**Exercise prompt**
In the items below, replace each "pointer" with "annotator" and leave the rest unchanged.

[Excerpts of location labeling data]

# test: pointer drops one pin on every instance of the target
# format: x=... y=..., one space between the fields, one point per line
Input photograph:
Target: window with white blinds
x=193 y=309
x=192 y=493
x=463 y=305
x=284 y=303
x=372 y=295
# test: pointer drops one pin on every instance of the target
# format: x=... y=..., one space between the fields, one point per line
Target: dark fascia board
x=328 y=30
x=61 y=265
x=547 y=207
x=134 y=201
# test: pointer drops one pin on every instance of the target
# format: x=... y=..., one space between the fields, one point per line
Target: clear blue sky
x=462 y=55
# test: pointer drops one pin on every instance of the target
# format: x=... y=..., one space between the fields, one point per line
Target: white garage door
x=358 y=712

**Reply**
# test: annotator drops one pin on every instance of the target
# format: x=... y=..., one space between the fields, one point per line
Input photograph:
Target: window with white blinds
x=193 y=309
x=192 y=493
x=463 y=305
x=284 y=303
x=372 y=295
# test: annotator drops one pin on every instance of the target
# format: x=... y=..., one space between the fields, one point per line
Target: dark fascia board
x=328 y=30
x=61 y=265
x=547 y=207
x=134 y=201
# test: annotator drops one pin on every instance of the target
# format: x=... y=..., one space between the fields, one point per line
Target: clear blue sky
x=462 y=55
# test: annotator drops one pin on every instance of the target
# format: x=... y=..., one space between the fields, one point per line
Target: white garage door
x=358 y=712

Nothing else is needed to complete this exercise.